REQUIRED ACTIONS -
1) From the FASD awareness text, explain in one to three sentences why it stresses staying alcohol-free during pregnancy.
2) Per NHS data cited in the FASD awareness text, what percentage of women have drunk alcohol at some point in pregnancy?
3) Please carry on the FASD awareness text from its last sentence.

FASD Awareness

Understanding the dangers of drinking during pregnancy this International FASD Awareness Day

In the UK, September marks FASD Awareness Month where the National Organisation for FASD and FASD Network UK come together to raise awareness of Foetal Alcohol Spectrum Disorders (FASD).

On the 9th September each year, International Foetal Alcohol Spectrum Disorders (IFASD) Awareness Day is commemorated and has been done so since 1999.

The aim is to highlight a range of conditions that can affect an unborn baby when a pregnant woman consumes alcohol, as well as the importance of remaining alcohol-free during pregnancy. Essential resources and support for those affected by FASD are also provided.

Latest figures from the National Organisation for FASD has shown that alcohol is more damaging to a developing baby than heroin, and alcohol use during pregnancy can lead to miscarriage, premature birth, or stillbirth.

While the guidance concerning alcohol consumption is clear – no amount of alcohol is safe when you are expecting a baby – for women struggling with alcohol misuse, pregnancy can be an incredibly challenging time, requiring additional support and guidance. What’s more, according to NHS data, 41% of women have drunk alcohol at some point in pregnancy – either before or after they knew they’d conceived.

[Stored data entries]
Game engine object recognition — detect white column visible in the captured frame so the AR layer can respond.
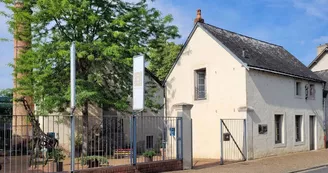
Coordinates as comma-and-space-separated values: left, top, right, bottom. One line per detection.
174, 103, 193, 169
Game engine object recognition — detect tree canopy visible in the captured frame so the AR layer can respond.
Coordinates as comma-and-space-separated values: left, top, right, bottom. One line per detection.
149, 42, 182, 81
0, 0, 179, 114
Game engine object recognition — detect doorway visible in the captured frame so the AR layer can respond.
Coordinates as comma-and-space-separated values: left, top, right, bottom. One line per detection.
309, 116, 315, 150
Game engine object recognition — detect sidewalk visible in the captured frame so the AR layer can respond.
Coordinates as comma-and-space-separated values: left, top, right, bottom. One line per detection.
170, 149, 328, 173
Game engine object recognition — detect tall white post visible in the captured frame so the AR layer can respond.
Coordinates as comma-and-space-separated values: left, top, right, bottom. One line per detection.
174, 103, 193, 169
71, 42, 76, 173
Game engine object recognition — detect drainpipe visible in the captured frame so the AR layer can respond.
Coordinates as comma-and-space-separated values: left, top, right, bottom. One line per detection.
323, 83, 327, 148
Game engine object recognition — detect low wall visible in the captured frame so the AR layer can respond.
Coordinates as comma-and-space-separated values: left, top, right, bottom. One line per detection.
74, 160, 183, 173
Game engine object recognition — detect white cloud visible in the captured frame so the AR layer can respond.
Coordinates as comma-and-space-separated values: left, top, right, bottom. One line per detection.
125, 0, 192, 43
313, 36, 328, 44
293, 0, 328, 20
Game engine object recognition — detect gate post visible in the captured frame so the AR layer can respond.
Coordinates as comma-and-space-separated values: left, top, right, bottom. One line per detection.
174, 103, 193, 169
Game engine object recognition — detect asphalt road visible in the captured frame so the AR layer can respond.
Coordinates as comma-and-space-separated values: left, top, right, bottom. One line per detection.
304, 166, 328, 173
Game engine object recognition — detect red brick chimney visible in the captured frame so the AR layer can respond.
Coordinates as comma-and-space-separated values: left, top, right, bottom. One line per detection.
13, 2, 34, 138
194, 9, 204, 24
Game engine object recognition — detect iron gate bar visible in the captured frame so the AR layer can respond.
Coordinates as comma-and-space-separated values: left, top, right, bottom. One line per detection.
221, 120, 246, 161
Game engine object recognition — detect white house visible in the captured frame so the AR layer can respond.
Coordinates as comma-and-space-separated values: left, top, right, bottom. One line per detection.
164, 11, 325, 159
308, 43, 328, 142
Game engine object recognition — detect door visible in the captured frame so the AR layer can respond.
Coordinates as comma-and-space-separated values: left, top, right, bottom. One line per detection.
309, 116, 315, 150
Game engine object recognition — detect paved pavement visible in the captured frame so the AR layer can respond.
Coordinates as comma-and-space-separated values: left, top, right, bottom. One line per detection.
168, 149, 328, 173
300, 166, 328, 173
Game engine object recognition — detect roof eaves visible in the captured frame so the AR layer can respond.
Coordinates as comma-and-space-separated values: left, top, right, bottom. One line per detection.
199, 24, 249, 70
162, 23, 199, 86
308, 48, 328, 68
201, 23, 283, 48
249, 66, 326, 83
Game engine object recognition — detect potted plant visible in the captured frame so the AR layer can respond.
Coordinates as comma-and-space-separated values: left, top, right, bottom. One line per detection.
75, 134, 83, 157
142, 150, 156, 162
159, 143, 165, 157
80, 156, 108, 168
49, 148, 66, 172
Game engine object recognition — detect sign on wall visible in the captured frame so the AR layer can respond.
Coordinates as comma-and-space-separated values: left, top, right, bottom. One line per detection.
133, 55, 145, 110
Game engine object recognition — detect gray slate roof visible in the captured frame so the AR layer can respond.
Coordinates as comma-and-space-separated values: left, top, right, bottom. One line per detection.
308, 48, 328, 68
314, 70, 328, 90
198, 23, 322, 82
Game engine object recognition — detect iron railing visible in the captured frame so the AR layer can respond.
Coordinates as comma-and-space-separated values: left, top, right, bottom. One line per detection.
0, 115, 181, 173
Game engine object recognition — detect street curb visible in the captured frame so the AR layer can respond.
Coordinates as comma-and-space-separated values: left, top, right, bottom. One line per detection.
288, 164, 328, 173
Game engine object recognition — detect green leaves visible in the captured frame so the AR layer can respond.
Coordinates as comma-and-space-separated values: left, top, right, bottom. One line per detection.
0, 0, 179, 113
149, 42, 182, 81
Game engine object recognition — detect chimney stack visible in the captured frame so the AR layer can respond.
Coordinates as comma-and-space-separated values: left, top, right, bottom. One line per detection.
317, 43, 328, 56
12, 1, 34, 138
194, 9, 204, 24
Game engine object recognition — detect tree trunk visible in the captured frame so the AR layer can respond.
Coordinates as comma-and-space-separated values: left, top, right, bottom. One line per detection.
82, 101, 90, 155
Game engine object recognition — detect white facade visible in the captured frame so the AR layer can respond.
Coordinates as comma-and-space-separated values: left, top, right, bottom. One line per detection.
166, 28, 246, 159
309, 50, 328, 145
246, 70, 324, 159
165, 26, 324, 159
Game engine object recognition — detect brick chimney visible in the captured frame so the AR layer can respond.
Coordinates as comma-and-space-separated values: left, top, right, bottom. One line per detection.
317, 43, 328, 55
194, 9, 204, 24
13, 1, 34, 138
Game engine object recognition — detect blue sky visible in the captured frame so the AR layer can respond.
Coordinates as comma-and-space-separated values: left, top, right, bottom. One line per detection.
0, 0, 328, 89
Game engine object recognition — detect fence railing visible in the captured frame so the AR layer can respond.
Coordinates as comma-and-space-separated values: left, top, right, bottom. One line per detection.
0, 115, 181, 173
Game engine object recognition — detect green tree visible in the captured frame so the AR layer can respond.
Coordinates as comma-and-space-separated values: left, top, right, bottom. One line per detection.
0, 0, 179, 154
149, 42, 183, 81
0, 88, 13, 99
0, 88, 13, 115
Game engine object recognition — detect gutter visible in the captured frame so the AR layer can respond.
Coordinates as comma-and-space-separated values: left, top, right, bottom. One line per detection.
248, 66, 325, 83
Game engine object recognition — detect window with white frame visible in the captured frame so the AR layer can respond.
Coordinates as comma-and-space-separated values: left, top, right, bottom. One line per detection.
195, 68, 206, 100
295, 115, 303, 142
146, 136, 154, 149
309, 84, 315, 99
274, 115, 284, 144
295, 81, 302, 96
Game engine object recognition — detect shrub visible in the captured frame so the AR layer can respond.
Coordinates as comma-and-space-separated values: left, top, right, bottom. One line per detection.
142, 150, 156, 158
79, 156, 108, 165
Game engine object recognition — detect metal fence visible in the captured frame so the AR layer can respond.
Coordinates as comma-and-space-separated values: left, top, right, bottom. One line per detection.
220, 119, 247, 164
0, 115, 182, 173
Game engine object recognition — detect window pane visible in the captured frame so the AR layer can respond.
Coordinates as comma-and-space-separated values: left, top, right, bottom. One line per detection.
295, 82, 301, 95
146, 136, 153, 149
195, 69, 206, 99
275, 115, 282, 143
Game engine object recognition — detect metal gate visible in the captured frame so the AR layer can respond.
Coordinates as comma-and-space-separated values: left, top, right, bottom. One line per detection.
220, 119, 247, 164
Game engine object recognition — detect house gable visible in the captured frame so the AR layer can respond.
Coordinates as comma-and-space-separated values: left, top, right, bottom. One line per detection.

LIST OF ANSWERS -
1) When a pregnant woman drinks, alcohol can cause a range of conditions in the unborn baby. Figures from the National Organisation for FASD show it is more damaging to a developing baby than heroin and can lead to miscarriage, premature birth, or stillbirth. For that reason, no amount of alcohol is safe during pregnancy.

2) 41% of women.

3)
Here, we explore Foetal Alcohol Spectrum Disorder and why it’s not safe for pregnant women to drink alcohol.

Everything you need to know about Foetal Alcohol Spectrum Disorder

Foetal Alcohol Spectrum Disorder (FASD) can occur when a pregnant woman consumes alcohol during pregnancy, leading to complications in foetal development.

When a person consumes alcohol, it is broken down by the liver, and a proportion of the drug and its metabolites are released into the bloodstream. In pregnant women, alcohol can be passed from the mother’s bloodstream to the baby via the placenta.

An unborn baby cannot process alcohol well. This can lead to developmental problems in the womb, and irreversible damage to a baby’s brain and body.

Babies born with FASD can have permanent mental and physical health concerns including (but not limited to) issues with hearing, vision, and speech, learning difficulties, and problems with organs, bones, joints, and muscles.

FASD is a lifelong condition and research from the National Organisation for FASD shows there are 428 health conditions associated with prenatal alcohol exposure. It is also more common than autism in the UK and most children won’t present any symptoms at birth.

Despite this, early diagnosis can help ensure that both the mother and family receive the support they need, and that the needs of a child with FASD can be met, including via appropriate healthcare and education.

Forms of FASD include:

  • Foetal alcohol syndrome (FAS) – the most severe form of FASD caused by drinking during pregnancy. FAS can cause facial abnormalities, learning and mental disabilities, and problems with growth and the central nervous system.
  • Alcohol-related neurodevelopmental disorder (ARND) – this can result in problems with impulse control, memory/attention span and learning and behavioural difficulties.
  • Partial foetal alcohol syndrome (PFAS) – resulting in central nervous system and growth problems.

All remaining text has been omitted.